* _Dataset_

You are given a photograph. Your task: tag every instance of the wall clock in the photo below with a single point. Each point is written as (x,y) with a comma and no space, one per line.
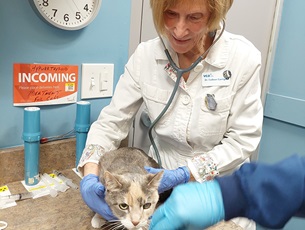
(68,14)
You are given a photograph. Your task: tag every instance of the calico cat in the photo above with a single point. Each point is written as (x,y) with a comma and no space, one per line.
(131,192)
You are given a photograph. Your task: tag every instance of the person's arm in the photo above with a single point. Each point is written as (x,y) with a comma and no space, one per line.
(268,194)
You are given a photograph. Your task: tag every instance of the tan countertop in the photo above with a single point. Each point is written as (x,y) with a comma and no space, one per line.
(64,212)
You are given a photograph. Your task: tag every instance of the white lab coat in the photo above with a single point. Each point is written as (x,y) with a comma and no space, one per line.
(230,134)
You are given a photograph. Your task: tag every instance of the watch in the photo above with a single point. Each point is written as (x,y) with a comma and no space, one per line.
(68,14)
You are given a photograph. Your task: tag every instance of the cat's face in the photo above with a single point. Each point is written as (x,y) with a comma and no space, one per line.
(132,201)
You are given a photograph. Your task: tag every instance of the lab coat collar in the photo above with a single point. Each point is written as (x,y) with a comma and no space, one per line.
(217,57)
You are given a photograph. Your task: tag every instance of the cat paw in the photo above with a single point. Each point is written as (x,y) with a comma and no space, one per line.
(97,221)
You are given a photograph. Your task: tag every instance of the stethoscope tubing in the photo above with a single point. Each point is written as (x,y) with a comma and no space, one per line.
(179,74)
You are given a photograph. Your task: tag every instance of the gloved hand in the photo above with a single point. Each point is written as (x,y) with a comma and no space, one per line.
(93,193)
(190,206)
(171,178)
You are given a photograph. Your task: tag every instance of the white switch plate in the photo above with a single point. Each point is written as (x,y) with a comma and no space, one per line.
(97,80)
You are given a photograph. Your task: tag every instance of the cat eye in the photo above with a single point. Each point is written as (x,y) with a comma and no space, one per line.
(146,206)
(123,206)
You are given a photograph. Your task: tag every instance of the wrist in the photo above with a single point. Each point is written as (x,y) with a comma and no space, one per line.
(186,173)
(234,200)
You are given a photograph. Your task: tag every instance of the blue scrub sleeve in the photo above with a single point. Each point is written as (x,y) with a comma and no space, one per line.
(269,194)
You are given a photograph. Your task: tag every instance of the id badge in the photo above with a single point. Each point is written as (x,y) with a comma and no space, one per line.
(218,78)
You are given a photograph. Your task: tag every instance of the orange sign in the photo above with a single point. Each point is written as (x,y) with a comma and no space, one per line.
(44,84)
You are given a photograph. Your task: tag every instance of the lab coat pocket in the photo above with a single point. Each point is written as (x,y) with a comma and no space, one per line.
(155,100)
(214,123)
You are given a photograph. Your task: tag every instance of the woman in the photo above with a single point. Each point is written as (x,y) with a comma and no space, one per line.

...

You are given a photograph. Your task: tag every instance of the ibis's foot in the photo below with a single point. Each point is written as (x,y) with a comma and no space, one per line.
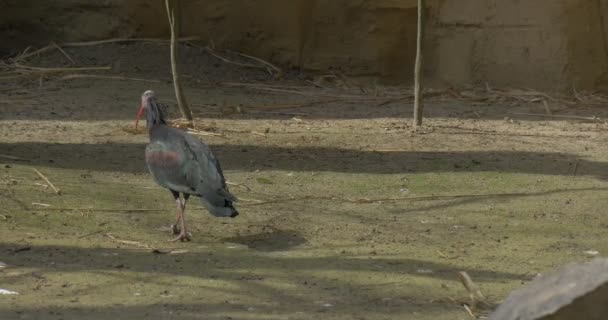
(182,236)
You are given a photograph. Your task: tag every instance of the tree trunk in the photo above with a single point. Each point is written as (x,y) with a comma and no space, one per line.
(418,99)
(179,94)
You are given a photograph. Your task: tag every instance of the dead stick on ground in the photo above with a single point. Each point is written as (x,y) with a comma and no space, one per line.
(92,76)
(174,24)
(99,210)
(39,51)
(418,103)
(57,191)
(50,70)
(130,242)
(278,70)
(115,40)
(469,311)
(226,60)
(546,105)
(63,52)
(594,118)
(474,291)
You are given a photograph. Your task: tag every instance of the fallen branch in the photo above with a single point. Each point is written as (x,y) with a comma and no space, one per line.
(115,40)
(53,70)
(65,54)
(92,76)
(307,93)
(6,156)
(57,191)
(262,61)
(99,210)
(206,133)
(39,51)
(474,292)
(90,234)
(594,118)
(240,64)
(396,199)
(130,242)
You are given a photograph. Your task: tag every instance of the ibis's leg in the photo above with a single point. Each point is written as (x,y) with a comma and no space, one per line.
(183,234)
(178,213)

---

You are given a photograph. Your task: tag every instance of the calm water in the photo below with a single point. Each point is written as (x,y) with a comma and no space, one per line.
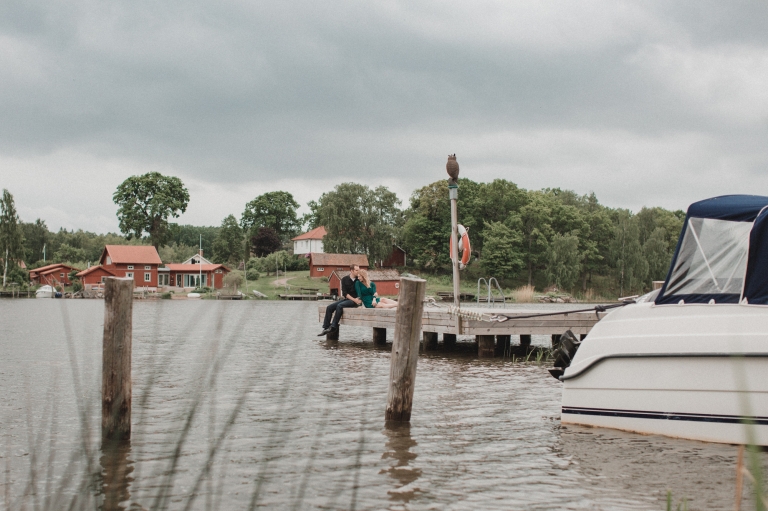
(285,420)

* _Work to be completed_
Rewrite the lines from the one containing "of the orange" up to and including the one containing "of the woman" as a JSON list of strings, one string per line, leaving out any blank lines.

* _Response_
[
  "You are given a photograph. Your task: tag every instance of the orange sign in the photo above with a single point. Each point is written as (x,y) with a comma and no space, one per line.",
  "(44,84)",
  "You are given a photograph. Your task: tag every instance of the lab coat pocket in the photo above with a single point. Each point is written as (x,y) with a comma and no space, one per line.",
  "(155,100)",
  "(214,123)",
  "You are given a photograph. Your task: tag every instance of the woman in the photo above with a single point. Each point is written as (x,y) with a comma and no space, one per line."
]